EXERCISE INSTRUCTIONS:
Please quote word for word the lines in the entries below, from the line containing "Target: flower planter" up to and including the line containing "x=52, y=239", and nothing else.

SUPPLIED MATERIAL:

____

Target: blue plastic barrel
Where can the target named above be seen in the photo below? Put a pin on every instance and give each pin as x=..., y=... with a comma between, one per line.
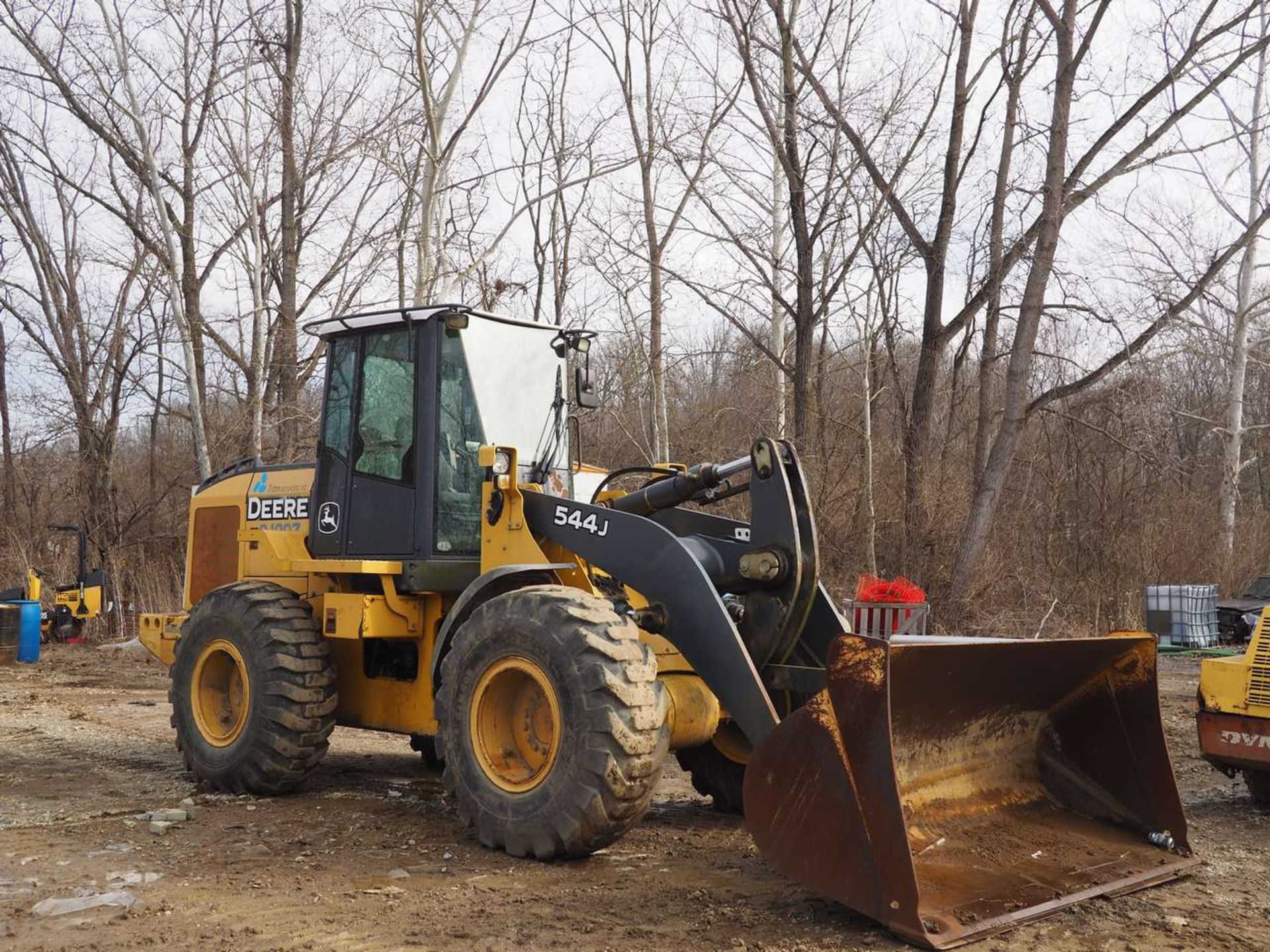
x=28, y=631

____

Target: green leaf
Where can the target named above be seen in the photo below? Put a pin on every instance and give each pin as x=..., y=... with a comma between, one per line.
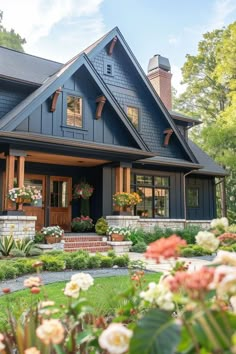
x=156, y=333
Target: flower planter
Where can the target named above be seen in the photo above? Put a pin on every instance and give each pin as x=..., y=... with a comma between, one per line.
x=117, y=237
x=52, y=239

____

OUTPUT OF THE EXERCISE:
Target: flower planter
Where can the target named above be seen in the photo above? Put a pin on every instance and give each pin as x=..., y=... with a comma between, one per line.
x=117, y=237
x=52, y=239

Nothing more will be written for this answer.